▶ Listed entries:
-- begin --
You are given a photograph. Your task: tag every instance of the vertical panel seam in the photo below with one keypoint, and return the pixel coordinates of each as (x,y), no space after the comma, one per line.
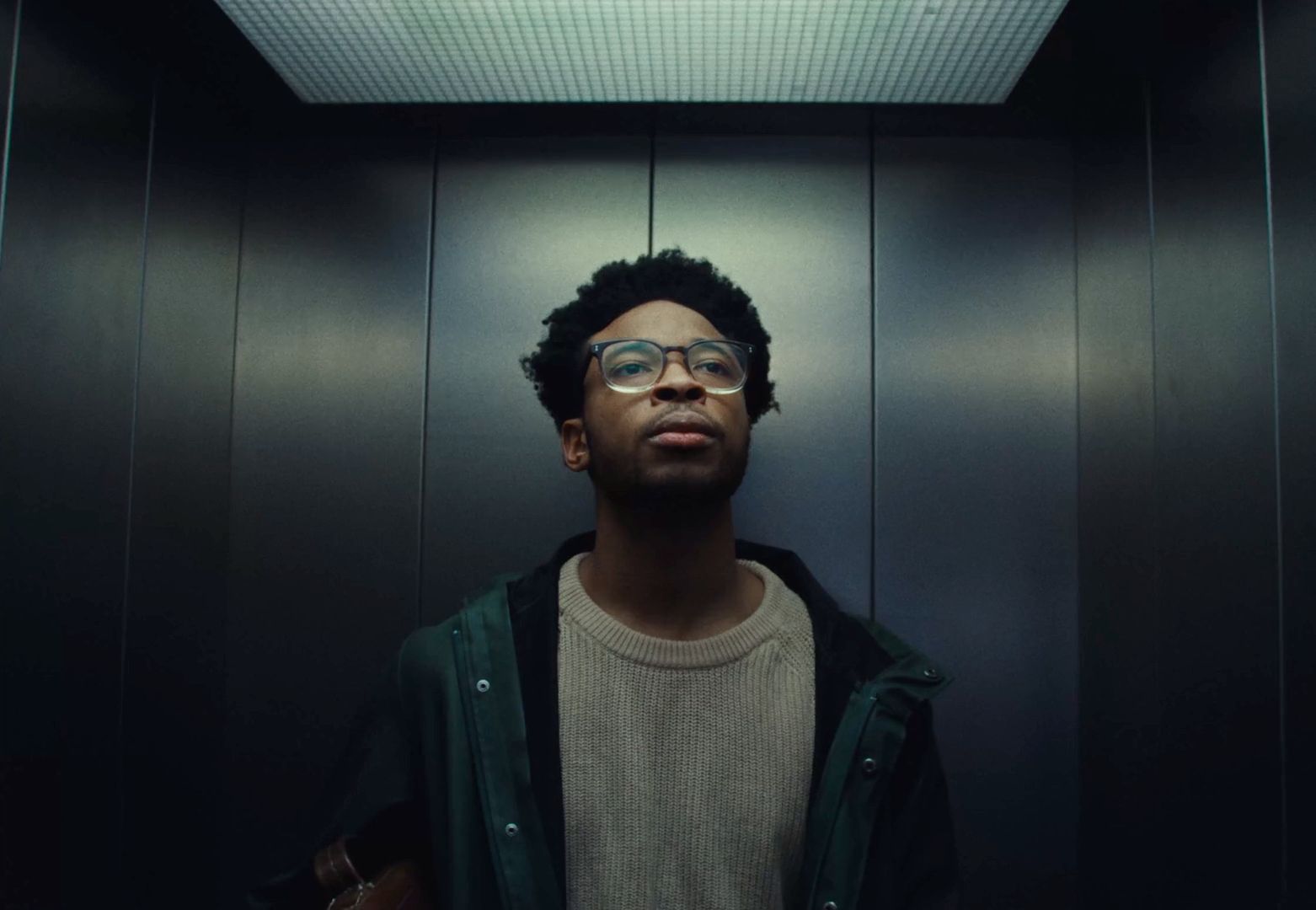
(424,398)
(873,372)
(1280,523)
(131,461)
(1156,461)
(8,123)
(233,383)
(653,152)
(1078,511)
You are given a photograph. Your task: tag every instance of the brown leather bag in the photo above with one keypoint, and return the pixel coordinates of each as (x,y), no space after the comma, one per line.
(398,886)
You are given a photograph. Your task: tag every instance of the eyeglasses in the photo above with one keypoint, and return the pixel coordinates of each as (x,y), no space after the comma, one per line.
(634,365)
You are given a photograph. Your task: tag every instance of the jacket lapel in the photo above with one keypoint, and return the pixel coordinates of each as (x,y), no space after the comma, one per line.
(848,666)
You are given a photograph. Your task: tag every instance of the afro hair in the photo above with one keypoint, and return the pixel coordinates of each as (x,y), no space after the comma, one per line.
(557,367)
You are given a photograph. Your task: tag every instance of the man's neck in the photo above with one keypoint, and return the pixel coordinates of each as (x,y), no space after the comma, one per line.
(669,575)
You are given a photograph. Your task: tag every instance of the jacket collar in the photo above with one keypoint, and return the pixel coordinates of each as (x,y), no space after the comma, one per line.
(845,656)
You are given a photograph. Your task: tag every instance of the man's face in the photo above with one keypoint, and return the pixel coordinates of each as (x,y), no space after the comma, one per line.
(613,442)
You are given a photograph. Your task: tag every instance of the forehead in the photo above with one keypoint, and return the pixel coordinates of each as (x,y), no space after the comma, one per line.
(660,320)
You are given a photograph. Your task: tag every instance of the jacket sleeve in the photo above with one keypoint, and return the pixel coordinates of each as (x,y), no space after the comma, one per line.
(927,865)
(372,798)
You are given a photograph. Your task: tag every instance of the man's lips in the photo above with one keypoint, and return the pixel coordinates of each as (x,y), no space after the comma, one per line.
(682,440)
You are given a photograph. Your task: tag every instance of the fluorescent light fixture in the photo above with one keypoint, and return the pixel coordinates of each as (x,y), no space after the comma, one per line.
(871,51)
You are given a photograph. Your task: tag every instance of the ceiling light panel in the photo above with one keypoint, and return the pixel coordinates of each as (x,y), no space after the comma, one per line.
(875,51)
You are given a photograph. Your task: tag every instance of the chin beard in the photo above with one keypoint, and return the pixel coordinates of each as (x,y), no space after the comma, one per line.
(625,484)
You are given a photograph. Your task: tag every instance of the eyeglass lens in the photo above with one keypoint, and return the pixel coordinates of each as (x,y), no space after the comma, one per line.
(639,364)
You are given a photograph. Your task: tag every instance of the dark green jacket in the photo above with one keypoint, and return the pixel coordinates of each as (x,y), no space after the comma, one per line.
(459,762)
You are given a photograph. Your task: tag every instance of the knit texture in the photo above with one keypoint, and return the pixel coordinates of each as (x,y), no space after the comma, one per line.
(686,765)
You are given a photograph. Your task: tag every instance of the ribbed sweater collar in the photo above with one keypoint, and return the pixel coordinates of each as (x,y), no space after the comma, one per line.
(639,648)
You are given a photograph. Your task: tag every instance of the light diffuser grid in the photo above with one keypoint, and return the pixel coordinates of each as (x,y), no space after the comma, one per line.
(875,51)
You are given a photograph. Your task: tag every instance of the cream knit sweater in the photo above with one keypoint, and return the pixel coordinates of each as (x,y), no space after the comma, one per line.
(686,765)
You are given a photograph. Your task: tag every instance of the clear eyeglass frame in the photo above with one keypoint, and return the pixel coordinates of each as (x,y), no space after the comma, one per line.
(596,353)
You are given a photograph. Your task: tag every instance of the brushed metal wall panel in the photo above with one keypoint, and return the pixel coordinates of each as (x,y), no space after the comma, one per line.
(70,289)
(325,461)
(976,523)
(787,219)
(1215,465)
(1292,107)
(178,570)
(8,23)
(519,226)
(1117,597)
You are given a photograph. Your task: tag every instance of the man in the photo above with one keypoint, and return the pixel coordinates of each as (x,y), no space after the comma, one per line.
(661,715)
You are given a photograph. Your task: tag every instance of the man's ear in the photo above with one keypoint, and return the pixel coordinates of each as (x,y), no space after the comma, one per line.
(575,444)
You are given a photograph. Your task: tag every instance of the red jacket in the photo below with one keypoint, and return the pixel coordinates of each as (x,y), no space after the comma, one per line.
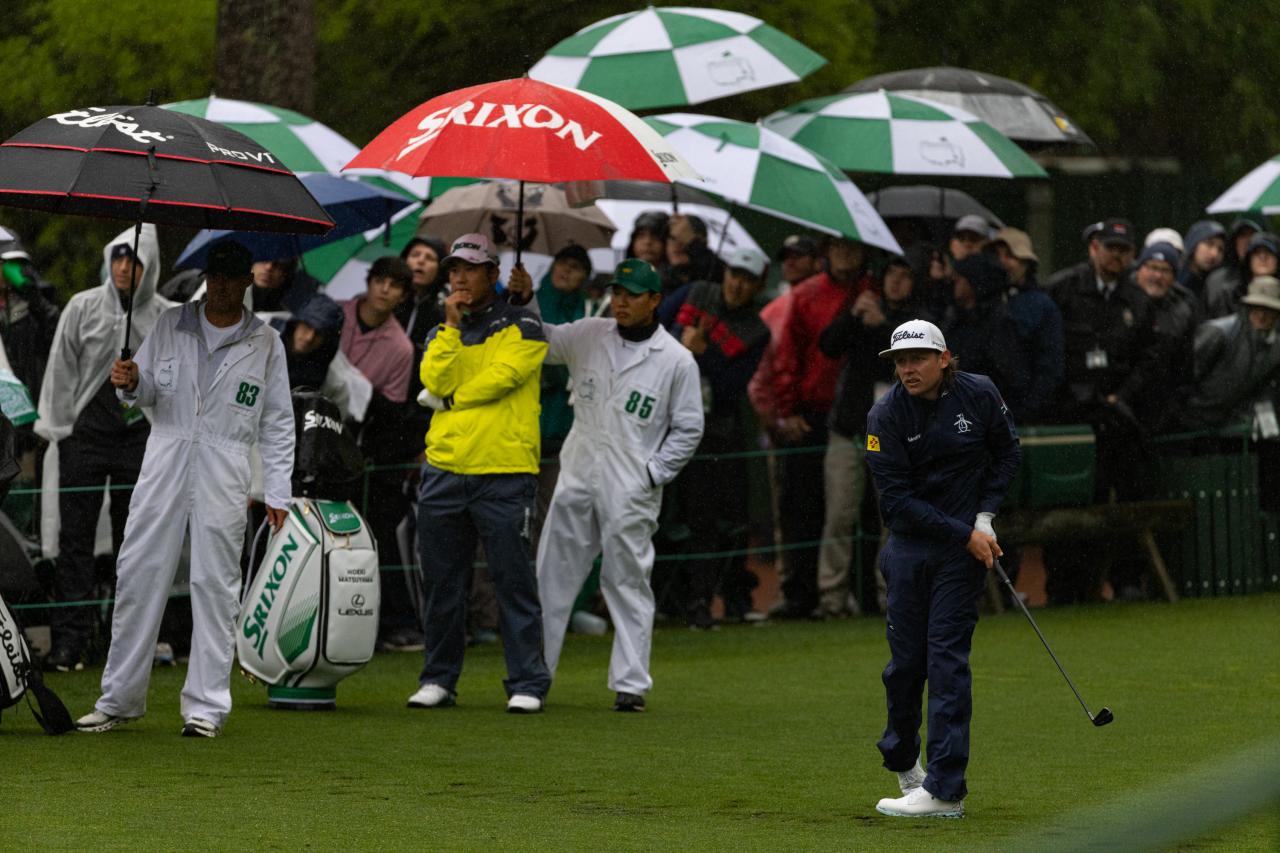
(804,379)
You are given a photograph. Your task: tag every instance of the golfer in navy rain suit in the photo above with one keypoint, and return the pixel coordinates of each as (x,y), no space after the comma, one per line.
(942,451)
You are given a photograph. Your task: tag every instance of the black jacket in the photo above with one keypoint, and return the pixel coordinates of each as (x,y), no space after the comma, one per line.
(1121,327)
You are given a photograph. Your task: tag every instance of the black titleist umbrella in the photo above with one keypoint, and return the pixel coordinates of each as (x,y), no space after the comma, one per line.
(151,164)
(1014,109)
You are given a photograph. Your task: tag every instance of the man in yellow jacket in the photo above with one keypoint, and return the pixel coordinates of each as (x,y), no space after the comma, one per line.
(480,374)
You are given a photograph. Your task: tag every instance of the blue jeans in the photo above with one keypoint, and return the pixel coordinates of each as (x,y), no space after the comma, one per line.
(455,511)
(933,597)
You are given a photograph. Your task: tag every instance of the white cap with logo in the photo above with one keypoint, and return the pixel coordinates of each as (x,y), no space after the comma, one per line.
(915,334)
(474,249)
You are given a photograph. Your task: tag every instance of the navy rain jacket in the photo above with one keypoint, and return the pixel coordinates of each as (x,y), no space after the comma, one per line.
(938,464)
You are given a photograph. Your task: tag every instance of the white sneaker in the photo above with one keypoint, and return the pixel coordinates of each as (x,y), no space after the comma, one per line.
(432,696)
(197,728)
(919,803)
(97,721)
(912,779)
(524,703)
(589,624)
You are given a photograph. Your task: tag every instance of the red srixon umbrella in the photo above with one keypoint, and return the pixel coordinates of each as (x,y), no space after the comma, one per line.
(524,129)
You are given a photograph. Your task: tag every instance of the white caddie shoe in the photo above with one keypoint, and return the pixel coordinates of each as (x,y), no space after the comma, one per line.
(96,721)
(910,779)
(197,728)
(919,803)
(432,696)
(524,703)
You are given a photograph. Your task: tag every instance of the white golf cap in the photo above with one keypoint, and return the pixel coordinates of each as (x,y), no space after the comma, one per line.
(1165,236)
(749,259)
(474,249)
(915,334)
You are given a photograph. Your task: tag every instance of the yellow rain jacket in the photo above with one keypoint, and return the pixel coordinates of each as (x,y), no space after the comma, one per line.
(488,373)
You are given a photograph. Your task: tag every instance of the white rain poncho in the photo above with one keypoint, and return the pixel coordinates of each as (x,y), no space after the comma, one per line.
(88,340)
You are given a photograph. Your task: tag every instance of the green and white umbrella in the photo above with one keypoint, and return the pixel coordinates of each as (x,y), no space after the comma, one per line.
(302,144)
(896,133)
(1256,192)
(755,168)
(675,55)
(306,145)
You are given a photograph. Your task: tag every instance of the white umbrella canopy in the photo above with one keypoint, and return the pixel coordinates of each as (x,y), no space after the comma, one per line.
(675,56)
(895,133)
(549,222)
(1256,192)
(759,169)
(625,211)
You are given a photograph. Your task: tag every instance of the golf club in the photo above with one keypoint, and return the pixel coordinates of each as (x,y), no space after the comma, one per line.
(1104,716)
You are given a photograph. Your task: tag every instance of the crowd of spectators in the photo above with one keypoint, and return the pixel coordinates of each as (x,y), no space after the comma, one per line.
(1141,337)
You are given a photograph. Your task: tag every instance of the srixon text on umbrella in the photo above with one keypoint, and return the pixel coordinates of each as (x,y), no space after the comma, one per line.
(489,115)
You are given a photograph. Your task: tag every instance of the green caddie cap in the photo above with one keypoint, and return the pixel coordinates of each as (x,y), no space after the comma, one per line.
(636,276)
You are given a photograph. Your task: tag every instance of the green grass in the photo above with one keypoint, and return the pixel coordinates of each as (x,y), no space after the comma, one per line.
(755,739)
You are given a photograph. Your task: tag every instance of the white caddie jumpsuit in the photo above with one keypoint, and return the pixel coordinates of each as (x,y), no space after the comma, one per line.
(638,419)
(196,473)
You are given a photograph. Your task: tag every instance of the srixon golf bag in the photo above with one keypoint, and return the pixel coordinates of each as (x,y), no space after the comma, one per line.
(309,614)
(19,676)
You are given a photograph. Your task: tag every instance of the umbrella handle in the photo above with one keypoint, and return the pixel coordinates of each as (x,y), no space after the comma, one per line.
(520,222)
(126,352)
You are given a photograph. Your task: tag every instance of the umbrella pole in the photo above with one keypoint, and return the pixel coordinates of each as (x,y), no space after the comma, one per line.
(728,218)
(520,222)
(126,352)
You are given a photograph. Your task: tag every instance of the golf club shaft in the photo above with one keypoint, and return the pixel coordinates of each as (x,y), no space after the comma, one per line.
(1000,570)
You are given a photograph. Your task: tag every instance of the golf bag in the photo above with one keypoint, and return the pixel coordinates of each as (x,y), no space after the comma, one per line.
(19,676)
(309,614)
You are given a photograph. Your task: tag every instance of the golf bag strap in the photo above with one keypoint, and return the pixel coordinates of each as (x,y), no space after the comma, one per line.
(53,716)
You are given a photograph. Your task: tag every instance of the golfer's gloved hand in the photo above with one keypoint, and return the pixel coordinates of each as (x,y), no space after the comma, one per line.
(428,400)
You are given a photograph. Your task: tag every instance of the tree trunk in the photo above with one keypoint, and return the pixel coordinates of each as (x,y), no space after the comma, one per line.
(266,51)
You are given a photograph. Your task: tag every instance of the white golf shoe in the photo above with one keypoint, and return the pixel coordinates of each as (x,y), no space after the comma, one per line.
(524,703)
(432,696)
(919,803)
(910,779)
(96,721)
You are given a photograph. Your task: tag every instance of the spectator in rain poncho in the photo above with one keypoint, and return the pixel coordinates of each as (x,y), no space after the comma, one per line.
(91,437)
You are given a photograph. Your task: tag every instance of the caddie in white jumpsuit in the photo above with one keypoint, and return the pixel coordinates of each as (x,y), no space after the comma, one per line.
(638,419)
(215,379)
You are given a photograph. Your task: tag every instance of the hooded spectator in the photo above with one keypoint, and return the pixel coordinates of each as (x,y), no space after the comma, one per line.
(91,437)
(28,318)
(799,258)
(311,340)
(1206,246)
(1166,236)
(855,338)
(424,308)
(720,323)
(1009,332)
(689,258)
(969,236)
(1237,357)
(1228,284)
(804,391)
(561,299)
-- end --
▶ Exercise instructions: Return exactly the lines from the one containing "white golf shoe" through the last line of the records above, both included, and nothing else.

▶ Expected answer:
You are given a photograph. Your task: tag every instance of the white golf shoe in the photo above with one keypoint, and return the pixel coordinates of each as (x,y), no space after the comma, one per line.
(524,703)
(432,696)
(919,803)
(910,779)
(96,721)
You are given a photograph. Your task: tag every instance of the spectator in rain poncho in the photo above with one keypoint, and return the pixel coordinates of each as (x,y), no space after the comma, one per line.
(91,437)
You are given a photograph. Your task: tag every instance of the caddie in white jumpsuit in the photo above with one keypoint, and return the pixel coordinates of each as (x,y), no space after the comma, one per line.
(638,419)
(215,379)
You are given a photograph. Your task: tag every instance of the hooded spectator in the photo above with one keypoint, and return the pixel coordinates of each as (x,y), no space after the comma, one per line.
(91,437)
(28,318)
(799,258)
(311,340)
(1206,246)
(1166,236)
(855,338)
(424,308)
(720,323)
(1009,332)
(689,258)
(969,236)
(1237,357)
(1228,284)
(804,391)
(561,299)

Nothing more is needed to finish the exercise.